• TASK TO COMPLETE:
Begin with the first line of the listing and quote every line through the one containing "Where can you see the white lab"; give only those lines.

═══

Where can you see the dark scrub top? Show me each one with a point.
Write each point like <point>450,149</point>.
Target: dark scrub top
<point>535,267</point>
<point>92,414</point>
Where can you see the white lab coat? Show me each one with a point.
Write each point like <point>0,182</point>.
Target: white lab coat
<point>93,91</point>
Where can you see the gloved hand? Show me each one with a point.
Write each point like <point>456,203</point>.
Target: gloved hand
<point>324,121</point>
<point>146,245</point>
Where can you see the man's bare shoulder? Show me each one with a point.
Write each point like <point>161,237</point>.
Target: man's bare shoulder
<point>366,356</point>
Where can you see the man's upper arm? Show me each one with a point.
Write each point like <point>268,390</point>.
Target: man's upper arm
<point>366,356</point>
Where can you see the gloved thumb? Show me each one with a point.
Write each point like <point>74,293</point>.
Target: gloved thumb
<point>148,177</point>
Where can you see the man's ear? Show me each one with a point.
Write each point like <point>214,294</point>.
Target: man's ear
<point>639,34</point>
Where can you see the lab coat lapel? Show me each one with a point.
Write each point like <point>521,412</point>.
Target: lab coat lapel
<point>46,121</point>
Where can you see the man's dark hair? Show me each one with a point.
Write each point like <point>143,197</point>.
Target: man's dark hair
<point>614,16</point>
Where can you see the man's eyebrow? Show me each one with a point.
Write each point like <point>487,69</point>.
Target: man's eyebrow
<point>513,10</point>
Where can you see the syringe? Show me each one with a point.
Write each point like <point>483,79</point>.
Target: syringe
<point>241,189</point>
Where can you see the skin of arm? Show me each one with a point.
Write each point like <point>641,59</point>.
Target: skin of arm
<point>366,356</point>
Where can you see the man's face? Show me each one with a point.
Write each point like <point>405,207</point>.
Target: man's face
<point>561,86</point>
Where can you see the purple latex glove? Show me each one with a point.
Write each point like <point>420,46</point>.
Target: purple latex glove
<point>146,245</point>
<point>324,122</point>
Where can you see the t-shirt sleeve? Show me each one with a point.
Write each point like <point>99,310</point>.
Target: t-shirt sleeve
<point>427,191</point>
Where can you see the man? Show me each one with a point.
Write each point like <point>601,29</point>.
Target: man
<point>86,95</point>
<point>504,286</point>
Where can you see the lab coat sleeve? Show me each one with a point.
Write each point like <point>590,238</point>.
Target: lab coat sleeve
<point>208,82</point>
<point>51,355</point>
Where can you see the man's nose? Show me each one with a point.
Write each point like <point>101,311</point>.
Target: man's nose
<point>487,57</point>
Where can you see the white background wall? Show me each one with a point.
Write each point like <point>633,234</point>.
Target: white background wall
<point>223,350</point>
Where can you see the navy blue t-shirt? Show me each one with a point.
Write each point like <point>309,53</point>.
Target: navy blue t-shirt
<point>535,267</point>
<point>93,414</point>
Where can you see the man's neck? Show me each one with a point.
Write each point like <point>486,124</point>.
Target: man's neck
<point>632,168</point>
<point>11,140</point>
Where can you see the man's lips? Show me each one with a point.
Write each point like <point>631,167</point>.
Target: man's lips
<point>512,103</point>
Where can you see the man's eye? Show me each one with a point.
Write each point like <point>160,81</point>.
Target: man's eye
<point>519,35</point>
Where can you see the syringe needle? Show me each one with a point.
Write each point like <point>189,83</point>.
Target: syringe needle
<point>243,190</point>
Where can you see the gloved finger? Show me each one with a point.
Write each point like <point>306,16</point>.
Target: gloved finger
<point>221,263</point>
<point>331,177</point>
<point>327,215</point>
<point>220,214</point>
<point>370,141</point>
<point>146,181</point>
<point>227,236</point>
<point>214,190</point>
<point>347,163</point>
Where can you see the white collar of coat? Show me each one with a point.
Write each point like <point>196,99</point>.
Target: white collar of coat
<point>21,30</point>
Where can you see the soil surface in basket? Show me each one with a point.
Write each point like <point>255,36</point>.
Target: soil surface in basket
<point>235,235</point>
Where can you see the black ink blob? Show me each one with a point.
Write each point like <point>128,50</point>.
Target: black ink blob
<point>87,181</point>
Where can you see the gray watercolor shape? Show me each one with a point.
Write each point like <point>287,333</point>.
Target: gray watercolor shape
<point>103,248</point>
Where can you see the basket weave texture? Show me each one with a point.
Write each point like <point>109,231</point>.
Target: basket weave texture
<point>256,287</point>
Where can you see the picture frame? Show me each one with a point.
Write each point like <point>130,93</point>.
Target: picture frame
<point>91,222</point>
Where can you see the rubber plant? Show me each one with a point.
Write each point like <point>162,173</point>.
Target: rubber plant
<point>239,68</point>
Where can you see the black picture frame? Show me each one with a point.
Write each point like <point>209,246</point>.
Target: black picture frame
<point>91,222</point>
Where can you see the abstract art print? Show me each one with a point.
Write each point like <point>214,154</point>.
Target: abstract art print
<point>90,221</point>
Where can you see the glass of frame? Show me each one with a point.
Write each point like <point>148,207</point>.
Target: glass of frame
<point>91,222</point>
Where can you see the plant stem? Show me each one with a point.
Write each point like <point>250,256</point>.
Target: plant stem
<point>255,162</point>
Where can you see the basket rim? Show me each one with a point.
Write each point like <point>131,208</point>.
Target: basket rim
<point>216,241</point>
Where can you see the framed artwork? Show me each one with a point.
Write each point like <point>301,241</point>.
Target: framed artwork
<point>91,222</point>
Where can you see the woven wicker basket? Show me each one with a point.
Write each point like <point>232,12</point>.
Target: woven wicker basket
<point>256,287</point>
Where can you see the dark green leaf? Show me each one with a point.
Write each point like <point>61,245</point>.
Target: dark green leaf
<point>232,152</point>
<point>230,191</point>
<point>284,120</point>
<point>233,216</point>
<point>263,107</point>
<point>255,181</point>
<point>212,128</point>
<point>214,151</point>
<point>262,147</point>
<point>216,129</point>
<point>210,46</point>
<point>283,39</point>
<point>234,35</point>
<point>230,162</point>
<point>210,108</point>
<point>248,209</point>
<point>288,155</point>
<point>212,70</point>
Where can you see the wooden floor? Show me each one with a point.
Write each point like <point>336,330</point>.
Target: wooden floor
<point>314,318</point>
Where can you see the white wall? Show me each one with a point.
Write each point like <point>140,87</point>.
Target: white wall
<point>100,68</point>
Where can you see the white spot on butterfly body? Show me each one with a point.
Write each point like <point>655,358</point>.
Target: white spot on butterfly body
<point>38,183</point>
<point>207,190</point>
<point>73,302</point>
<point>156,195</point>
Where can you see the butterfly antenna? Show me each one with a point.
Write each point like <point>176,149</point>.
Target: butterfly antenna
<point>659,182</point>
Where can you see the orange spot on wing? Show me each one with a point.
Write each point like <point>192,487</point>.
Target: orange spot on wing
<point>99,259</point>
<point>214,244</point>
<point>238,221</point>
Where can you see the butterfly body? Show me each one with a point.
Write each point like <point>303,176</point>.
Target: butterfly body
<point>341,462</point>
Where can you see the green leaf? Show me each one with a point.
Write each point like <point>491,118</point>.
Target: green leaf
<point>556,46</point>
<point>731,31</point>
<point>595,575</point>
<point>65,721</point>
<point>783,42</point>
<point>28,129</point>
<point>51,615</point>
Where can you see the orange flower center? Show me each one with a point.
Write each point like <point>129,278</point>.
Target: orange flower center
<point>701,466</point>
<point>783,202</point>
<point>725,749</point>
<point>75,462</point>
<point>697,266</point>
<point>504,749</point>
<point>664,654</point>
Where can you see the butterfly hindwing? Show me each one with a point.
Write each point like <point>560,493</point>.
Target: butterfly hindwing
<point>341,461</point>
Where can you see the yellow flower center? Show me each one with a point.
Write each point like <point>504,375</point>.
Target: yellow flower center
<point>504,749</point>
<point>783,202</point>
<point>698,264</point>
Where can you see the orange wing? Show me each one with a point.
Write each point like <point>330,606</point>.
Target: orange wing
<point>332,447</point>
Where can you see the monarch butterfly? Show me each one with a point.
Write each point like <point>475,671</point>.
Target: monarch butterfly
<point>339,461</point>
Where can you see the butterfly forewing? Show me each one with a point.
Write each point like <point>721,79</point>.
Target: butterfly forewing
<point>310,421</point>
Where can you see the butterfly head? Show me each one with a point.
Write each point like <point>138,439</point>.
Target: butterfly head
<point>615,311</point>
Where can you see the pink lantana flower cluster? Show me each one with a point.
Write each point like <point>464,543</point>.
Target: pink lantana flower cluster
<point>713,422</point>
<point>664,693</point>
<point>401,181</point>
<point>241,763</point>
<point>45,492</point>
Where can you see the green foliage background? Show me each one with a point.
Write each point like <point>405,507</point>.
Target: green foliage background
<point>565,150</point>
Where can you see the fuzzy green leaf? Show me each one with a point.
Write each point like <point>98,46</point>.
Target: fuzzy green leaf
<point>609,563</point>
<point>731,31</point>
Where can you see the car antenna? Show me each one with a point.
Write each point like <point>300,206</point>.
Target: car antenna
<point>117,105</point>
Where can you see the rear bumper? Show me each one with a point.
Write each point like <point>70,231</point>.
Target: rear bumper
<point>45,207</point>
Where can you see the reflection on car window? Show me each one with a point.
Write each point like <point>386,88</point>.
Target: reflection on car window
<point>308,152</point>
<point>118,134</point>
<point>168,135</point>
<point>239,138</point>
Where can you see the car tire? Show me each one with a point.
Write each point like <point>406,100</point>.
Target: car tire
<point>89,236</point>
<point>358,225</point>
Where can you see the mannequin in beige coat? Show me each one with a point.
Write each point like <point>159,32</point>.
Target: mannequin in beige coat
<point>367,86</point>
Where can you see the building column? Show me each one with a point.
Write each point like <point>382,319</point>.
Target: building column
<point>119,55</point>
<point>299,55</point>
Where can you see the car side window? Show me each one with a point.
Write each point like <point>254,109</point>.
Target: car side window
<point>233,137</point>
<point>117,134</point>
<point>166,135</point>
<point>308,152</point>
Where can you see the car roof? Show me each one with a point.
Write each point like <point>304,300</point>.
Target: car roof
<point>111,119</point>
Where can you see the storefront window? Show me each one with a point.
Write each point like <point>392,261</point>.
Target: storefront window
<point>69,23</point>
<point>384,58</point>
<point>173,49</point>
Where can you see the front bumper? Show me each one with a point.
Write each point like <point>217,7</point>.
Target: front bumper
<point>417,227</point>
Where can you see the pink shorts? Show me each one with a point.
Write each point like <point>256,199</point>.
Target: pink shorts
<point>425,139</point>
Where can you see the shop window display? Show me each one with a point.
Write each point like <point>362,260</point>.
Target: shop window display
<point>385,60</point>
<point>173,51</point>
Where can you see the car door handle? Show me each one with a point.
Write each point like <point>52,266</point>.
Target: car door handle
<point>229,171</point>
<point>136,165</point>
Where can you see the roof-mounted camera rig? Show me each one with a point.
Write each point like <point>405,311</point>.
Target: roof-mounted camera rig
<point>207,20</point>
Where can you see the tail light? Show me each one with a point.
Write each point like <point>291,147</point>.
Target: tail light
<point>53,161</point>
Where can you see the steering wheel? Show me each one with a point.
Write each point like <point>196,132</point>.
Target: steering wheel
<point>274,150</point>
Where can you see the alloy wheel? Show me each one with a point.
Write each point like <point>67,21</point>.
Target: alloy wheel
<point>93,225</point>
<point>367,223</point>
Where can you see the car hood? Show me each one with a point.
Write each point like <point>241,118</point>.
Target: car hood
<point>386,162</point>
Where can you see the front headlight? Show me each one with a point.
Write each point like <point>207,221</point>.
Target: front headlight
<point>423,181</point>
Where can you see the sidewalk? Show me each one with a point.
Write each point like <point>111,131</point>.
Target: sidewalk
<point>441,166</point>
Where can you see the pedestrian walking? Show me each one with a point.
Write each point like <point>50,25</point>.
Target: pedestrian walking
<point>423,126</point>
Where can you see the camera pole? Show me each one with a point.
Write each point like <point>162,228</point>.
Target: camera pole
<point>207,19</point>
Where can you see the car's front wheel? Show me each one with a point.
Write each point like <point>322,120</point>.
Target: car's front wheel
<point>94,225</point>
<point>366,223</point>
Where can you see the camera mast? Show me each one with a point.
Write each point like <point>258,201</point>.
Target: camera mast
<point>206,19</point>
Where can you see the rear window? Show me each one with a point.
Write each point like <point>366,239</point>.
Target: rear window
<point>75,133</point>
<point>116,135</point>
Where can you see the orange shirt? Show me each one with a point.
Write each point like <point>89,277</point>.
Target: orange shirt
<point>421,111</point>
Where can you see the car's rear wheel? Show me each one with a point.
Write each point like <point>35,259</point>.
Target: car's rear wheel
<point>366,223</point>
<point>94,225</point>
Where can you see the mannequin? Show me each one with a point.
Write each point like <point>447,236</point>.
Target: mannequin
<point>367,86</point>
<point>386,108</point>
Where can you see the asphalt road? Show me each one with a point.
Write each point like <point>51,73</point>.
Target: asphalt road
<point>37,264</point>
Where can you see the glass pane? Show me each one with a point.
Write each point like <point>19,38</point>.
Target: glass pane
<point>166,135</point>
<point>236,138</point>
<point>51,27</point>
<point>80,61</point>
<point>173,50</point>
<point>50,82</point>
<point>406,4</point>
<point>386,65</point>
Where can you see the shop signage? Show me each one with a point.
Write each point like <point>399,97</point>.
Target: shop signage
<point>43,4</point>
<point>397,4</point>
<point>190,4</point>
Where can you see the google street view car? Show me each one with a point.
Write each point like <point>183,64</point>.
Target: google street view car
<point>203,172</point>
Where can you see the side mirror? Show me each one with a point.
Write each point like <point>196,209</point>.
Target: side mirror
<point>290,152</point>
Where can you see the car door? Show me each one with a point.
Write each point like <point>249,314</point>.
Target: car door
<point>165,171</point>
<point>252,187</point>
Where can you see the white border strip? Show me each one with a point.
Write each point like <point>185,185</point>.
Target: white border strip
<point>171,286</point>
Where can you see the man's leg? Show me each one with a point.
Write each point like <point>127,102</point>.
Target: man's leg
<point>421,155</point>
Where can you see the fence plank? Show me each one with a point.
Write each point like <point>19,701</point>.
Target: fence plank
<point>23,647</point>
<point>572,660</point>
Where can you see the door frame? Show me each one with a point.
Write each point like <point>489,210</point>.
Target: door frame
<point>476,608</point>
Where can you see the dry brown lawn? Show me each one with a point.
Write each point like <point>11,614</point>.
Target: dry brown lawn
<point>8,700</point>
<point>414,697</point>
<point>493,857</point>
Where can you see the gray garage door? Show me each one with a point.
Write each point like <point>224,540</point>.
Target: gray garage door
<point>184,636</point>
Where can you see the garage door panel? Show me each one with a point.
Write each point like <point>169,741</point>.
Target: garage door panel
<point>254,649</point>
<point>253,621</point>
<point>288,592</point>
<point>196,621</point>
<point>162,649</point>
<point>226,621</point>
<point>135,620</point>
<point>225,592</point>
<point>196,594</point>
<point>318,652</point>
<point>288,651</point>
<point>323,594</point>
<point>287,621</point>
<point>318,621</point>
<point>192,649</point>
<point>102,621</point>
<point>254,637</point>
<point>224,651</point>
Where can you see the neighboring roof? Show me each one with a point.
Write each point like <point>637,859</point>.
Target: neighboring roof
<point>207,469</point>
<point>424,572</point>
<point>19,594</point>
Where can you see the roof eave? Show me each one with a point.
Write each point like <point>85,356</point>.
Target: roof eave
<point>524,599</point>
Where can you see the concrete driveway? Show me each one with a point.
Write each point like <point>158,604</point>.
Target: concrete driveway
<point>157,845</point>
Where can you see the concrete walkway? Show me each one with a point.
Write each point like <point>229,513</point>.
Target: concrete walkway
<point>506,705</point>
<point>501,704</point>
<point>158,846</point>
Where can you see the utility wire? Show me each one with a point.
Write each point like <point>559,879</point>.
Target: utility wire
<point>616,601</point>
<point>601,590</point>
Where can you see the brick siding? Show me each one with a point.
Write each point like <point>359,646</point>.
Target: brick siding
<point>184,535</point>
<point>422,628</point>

═══

• FINISHED TASK:
Where can you see the dark scrub top? Show me each one with a point.
Write each point like <point>450,149</point>.
Target: dark scrub top
<point>535,267</point>
<point>92,414</point>
Where can you see the white lab coat? Show me each one with a point.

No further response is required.